## Final Assignment Capstone Project

The objective of this project is to determine how many malls are located around Park Central Hotel New York and if it were possible to find out the different kinds of shops in them for the benefit of our stakeholders and hotel customers.
[Note that I have changed the hotel location due to Foursquare not being able to get coordinates of hotels in other countries.]

This notebook is used exclusively for the report's methodology section. We will use the combination of Foursquare API and Python to help visualize the data and finally provide a report.

First, let us start with installing and/or importing the necessary libraries

In [1]:
import requests # library to handle requests
import pandas as pd # library for data analsysis
import numpy as np # library to handle data in a vectorized manner
import random # library for random number generation

!conda install -c conda-forge geopy --yes 
from geopy.geocoders import Nominatim # module to convert an address into latitude and longitude values

# libraries for displaying images
from IPython.display import Image 
from IPython.core.display import HTML 
    
# tranforming json file into a pandas dataframe library
from pandas.io.json import json_normalize

!conda install -c conda-forge folium=0.5.0 --yes
import folium # plotting library

print('Folium installed')
print('Libraries imported.')

Collecting package metadata: ...working... done
Solving environment: ...working...

ENTRIES SUPPLIED =>
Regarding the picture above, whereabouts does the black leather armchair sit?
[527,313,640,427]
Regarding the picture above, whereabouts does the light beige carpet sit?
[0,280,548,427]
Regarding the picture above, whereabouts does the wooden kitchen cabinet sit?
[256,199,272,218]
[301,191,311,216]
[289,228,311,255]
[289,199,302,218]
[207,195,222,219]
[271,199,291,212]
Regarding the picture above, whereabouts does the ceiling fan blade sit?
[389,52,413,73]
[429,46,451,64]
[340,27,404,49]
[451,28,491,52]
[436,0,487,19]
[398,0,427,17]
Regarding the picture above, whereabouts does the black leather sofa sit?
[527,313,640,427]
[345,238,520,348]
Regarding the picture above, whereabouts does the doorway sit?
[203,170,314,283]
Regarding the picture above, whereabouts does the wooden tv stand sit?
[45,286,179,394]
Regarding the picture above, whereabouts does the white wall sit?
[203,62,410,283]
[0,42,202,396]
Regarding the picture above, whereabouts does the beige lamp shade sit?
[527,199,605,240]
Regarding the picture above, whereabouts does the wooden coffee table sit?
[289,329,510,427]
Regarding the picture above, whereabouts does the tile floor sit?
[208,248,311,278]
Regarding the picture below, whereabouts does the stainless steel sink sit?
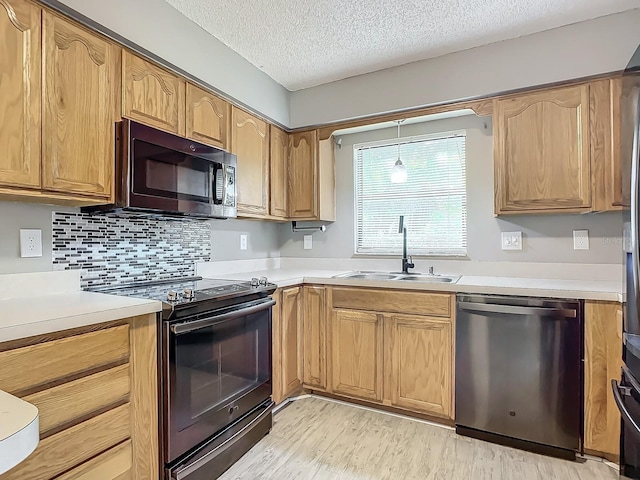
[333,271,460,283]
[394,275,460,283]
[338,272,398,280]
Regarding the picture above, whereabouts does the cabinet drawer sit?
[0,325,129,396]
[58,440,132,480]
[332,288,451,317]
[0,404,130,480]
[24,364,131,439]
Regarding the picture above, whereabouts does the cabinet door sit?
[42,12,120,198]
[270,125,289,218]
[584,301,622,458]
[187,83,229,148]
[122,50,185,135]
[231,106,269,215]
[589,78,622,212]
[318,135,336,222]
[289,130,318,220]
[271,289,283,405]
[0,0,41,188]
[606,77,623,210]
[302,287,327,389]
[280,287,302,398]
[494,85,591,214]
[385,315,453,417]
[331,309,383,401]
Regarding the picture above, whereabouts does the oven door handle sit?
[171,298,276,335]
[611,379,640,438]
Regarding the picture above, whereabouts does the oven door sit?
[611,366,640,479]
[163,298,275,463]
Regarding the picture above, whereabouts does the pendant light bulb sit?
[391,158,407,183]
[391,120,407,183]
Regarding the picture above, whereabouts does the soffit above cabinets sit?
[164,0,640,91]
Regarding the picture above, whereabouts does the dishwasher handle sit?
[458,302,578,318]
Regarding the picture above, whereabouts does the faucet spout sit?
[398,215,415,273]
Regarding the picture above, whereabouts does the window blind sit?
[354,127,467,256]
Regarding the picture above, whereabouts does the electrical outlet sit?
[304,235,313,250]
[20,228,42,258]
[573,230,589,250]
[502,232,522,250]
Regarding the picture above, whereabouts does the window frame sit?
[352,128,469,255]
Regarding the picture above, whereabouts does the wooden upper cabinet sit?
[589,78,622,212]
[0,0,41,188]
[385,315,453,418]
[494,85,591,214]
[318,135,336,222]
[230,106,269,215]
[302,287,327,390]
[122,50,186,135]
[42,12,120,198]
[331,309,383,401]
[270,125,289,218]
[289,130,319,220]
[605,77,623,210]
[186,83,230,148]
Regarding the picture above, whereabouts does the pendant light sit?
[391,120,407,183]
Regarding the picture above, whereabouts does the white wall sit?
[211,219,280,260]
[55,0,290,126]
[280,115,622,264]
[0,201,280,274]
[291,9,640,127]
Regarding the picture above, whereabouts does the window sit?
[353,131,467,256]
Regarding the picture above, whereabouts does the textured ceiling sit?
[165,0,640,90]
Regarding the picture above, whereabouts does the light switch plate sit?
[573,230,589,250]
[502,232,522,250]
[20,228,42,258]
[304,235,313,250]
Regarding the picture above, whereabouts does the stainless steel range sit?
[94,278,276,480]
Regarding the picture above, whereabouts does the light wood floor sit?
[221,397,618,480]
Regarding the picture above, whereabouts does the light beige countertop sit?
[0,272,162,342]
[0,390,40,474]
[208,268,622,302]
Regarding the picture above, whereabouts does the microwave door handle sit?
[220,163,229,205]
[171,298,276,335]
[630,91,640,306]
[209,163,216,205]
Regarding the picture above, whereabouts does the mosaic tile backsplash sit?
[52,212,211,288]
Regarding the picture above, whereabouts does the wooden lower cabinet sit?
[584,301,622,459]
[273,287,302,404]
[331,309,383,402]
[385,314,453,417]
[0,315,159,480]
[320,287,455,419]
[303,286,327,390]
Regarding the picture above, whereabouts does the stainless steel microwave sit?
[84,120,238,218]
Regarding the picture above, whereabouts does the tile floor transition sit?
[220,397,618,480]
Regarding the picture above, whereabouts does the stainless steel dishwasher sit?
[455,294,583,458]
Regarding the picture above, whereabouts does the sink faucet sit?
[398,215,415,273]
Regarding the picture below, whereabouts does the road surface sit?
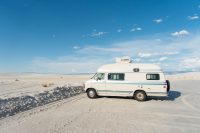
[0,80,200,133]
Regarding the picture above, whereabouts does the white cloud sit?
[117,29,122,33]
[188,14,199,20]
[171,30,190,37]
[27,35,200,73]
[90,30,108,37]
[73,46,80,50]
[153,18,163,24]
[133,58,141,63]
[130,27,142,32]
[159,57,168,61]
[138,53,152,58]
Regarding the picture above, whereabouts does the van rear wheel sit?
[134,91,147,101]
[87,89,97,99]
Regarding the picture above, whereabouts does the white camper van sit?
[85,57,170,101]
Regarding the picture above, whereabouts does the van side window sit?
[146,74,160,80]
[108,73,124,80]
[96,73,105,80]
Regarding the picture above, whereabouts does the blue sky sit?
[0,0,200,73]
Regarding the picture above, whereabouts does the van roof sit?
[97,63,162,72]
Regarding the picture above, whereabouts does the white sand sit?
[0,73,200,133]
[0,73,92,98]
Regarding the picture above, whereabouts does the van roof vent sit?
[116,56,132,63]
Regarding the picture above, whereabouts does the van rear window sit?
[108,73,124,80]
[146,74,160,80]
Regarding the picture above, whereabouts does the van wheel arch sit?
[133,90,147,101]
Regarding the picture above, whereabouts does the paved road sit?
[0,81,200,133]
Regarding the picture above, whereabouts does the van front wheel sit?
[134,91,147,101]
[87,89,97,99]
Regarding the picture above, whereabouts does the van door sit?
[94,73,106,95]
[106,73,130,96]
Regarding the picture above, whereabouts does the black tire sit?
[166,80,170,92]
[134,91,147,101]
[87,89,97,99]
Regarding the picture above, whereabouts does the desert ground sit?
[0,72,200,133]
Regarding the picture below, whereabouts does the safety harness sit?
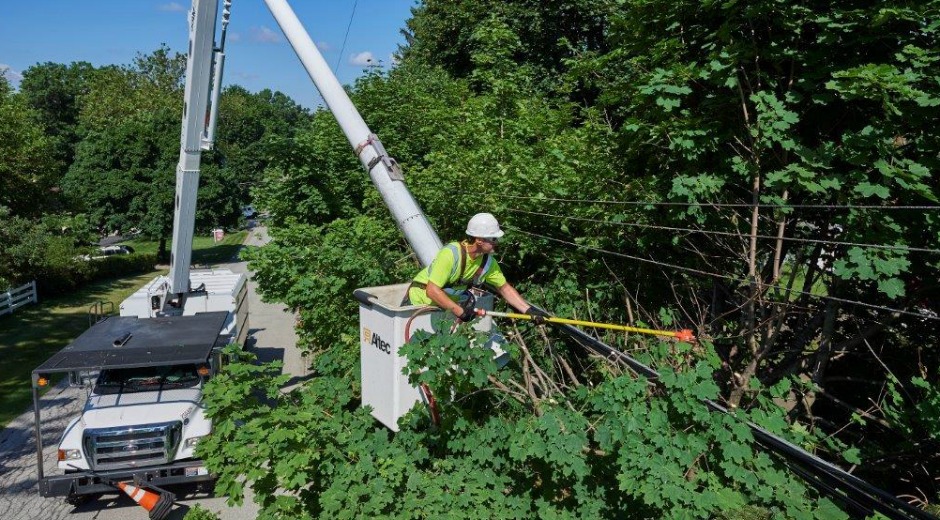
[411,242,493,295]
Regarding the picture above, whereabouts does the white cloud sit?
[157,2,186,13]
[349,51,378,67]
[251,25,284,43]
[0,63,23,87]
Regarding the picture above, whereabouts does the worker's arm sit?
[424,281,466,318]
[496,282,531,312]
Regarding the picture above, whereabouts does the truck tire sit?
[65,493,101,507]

WORK TO BE COMPLETED =>
From the capstone project notebook, extract the text from "# tranforming json" to "print('Libraries imported.')".

EXERCISE OUTPUT =>
# tranforming json file into a pandas dataframe library
from pandas.io.json import json_normalize

!conda install -c conda-forge folium=0.5.0 --yes
import folium # plotting library

print('Folium installed')
print('Libraries imported.')